*** Source material ***

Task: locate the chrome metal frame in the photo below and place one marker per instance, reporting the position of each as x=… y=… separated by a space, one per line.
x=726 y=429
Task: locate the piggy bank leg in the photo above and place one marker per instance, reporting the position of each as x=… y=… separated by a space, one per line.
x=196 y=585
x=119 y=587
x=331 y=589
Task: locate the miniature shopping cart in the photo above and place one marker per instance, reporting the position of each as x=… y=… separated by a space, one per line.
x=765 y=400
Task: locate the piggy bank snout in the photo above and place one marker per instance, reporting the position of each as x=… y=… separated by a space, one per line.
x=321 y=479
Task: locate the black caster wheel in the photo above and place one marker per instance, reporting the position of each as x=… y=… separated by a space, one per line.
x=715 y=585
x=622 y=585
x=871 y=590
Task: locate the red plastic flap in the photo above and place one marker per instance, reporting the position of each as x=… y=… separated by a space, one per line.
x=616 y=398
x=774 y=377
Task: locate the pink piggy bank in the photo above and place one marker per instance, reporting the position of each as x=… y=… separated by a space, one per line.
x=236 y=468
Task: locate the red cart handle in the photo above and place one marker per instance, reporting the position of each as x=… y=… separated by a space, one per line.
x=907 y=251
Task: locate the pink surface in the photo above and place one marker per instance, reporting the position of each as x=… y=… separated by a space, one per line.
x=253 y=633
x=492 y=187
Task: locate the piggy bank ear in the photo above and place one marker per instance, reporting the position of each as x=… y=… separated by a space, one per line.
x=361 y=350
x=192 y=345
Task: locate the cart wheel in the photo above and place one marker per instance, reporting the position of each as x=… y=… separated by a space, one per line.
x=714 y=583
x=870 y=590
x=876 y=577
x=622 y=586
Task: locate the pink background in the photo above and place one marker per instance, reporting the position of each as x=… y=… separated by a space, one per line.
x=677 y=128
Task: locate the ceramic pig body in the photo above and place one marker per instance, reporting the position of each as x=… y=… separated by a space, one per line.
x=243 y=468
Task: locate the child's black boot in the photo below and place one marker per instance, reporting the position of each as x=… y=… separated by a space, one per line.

***

Each line from the one containing "Task: locate the pink background" through the end of the material must be output exactly, and no other line.

Answer to the problem
Task: locate the pink background in the photo above and place one marker per instance, reporting the position of each as x=… y=… separated by a space, one per line.
x=677 y=128
Task: locate the ceramic pig body in the photo above and place one marker per instance, reporting the position of each as x=… y=… separated by a space, one per line.
x=243 y=468
Task: locate the child's black boot in the photo below and place one marker per instance, reporting the position of each as x=… y=… separated by a space, one per line.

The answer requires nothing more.